Lay out the material from the start through the line containing "182 13 L 176" as a two-column CSV with the headers instruction and response. Give each instruction and the answer that follows it one row, with every field quoted and any line breaks inside it turned into spaces.
** START **
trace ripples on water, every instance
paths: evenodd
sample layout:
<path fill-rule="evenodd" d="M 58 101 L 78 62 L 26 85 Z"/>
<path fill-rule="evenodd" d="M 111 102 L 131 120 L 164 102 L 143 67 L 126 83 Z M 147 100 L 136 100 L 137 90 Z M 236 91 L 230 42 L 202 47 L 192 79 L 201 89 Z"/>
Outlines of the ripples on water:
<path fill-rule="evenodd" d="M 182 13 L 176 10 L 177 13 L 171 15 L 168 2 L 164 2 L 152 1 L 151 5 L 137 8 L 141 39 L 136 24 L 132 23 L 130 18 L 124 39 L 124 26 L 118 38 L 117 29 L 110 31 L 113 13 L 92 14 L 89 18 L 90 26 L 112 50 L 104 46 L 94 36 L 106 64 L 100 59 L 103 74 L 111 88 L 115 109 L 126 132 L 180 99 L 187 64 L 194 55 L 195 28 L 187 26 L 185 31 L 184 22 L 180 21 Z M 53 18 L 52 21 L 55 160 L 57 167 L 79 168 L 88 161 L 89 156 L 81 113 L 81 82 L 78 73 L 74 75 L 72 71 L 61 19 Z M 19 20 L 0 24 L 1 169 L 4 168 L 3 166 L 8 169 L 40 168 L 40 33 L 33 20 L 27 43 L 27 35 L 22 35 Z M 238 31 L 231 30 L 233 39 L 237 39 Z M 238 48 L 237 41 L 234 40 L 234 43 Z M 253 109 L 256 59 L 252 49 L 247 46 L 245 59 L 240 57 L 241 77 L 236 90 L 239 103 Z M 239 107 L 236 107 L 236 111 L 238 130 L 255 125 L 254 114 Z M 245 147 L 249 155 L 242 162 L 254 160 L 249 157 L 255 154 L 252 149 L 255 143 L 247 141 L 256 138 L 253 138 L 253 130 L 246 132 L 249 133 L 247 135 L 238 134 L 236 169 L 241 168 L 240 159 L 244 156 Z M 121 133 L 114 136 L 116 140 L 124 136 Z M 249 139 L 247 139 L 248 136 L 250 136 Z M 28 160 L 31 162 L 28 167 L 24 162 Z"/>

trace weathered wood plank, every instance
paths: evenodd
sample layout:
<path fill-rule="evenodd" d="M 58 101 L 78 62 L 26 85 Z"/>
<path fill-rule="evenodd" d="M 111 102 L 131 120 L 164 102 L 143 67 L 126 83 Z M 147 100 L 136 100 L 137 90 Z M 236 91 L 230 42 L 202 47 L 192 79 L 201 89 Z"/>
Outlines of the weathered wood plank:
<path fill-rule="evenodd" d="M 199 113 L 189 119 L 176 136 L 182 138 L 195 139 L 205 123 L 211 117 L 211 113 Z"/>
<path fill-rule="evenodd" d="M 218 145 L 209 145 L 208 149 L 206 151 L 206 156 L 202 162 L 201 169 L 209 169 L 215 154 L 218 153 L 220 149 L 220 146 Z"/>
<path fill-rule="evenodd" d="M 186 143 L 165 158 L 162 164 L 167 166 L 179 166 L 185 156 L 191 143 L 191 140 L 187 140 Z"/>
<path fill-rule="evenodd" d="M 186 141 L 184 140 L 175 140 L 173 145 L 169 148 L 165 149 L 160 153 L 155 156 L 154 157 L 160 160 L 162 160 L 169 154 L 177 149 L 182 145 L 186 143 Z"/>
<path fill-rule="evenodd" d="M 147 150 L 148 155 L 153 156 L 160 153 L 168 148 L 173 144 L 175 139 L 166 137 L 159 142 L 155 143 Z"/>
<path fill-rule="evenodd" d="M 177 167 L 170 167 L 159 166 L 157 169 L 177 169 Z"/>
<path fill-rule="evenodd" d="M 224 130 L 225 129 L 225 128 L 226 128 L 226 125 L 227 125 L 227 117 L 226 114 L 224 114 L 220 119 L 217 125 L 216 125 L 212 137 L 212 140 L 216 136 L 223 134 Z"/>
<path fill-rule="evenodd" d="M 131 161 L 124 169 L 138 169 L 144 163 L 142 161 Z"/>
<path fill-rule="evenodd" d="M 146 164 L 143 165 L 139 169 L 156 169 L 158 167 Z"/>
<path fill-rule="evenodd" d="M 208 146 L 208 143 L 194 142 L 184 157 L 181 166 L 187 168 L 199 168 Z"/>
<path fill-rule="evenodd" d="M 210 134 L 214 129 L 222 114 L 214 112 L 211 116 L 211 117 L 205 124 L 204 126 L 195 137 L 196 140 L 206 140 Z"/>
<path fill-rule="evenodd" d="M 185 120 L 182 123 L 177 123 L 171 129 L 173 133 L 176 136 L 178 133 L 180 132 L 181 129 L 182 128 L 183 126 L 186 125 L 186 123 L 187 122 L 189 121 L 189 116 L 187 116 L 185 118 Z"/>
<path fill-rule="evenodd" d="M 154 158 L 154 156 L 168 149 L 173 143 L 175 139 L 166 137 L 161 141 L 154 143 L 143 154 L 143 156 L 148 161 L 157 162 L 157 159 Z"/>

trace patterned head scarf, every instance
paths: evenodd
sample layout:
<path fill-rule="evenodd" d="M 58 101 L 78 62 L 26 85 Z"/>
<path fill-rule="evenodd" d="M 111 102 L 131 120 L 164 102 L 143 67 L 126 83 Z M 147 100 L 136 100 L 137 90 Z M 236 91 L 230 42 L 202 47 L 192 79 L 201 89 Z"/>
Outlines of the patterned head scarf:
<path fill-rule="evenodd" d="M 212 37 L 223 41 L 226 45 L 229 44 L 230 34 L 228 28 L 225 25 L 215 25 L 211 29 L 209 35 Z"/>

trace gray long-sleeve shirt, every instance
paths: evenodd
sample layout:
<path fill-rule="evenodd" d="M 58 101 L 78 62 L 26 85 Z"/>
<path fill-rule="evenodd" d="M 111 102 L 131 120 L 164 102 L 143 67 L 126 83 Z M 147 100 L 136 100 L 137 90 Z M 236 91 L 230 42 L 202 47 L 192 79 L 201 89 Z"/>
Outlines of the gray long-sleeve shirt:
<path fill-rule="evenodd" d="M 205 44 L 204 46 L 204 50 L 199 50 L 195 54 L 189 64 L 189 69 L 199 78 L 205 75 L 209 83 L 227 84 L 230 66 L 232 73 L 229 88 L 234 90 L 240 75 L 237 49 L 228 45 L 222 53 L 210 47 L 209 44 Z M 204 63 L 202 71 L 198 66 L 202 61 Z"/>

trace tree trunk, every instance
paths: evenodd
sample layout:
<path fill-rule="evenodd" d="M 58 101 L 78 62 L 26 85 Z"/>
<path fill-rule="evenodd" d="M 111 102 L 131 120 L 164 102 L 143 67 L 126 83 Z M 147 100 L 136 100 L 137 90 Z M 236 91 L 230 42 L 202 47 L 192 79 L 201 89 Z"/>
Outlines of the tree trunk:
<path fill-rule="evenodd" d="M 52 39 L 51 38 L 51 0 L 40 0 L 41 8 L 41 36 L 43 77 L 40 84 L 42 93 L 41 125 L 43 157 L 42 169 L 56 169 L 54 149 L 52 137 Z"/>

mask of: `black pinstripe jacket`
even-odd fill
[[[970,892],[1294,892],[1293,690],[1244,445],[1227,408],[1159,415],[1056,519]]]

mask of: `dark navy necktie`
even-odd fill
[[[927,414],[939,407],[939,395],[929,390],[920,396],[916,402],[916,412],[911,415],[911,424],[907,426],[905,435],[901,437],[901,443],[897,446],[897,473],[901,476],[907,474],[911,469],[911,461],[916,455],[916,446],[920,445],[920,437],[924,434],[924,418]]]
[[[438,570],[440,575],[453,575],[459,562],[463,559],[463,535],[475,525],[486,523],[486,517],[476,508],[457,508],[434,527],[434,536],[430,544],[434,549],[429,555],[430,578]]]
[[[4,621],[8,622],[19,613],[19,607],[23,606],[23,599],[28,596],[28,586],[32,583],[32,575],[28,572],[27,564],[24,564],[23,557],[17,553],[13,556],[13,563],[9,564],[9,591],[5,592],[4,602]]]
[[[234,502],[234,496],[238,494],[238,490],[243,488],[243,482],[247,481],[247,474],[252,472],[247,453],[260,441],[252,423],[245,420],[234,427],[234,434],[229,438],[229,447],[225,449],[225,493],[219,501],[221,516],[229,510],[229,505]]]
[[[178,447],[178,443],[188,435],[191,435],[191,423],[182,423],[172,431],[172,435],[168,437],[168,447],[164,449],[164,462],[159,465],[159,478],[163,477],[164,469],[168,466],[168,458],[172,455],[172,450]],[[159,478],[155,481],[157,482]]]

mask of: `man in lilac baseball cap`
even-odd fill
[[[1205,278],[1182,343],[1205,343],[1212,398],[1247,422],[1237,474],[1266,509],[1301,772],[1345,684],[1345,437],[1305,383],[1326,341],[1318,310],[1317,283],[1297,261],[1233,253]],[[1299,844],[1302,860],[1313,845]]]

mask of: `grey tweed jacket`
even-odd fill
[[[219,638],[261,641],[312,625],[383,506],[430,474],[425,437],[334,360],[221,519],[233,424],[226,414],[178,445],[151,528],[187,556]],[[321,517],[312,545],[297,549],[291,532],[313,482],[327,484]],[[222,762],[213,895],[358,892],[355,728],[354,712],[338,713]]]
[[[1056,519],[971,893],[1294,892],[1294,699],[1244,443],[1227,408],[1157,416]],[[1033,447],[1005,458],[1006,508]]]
** END **
**EXERCISE SOLUTION**
instruction,response
"trace ripples on water, every instance paths: evenodd sample layout: <path fill-rule=""evenodd"" d=""M 58 101 L 78 62 L 26 85 Z""/> <path fill-rule=""evenodd"" d=""M 111 102 L 131 120 L 164 102 L 143 67 L 126 83 Z M 147 100 L 136 100 L 137 90 Z M 236 91 L 230 42 L 202 47 L 192 79 L 201 89 Z""/> Outlines of the ripples on water:","<path fill-rule=""evenodd"" d=""M 182 13 L 176 10 L 177 13 L 171 15 L 168 2 L 164 2 L 152 1 L 151 5 L 137 8 L 141 39 L 136 24 L 132 23 L 130 18 L 124 39 L 124 26 L 118 38 L 117 29 L 110 31 L 113 13 L 92 14 L 89 18 L 90 26 L 112 50 L 104 46 L 94 36 L 106 64 L 100 59 L 103 74 L 111 88 L 115 109 L 126 132 L 180 99 L 187 64 L 194 55 L 195 28 L 187 26 L 185 31 L 184 22 L 180 21 Z M 53 18 L 52 21 L 55 160 L 57 167 L 79 168 L 88 161 L 89 156 L 81 113 L 81 82 L 78 73 L 74 75 L 72 71 L 61 19 Z M 19 20 L 0 24 L 1 169 L 4 168 L 3 166 L 8 169 L 40 168 L 40 33 L 33 20 L 27 43 L 27 35 L 22 35 Z M 238 31 L 231 30 L 233 39 L 237 39 Z M 238 48 L 237 41 L 234 40 L 234 43 Z M 253 109 L 256 59 L 252 49 L 247 46 L 245 59 L 240 57 L 241 77 L 236 90 L 239 103 Z M 239 107 L 236 107 L 236 111 L 238 130 L 255 125 L 254 114 Z M 245 147 L 249 155 L 242 162 L 254 160 L 249 157 L 255 154 L 252 149 L 255 143 L 247 141 L 256 138 L 253 138 L 253 130 L 246 132 L 249 133 L 247 135 L 238 134 L 236 169 L 241 168 L 240 159 L 244 156 Z M 121 133 L 114 136 L 116 140 L 124 136 Z M 249 139 L 247 139 L 248 136 L 250 136 Z M 28 160 L 31 162 L 28 167 L 24 162 Z""/>"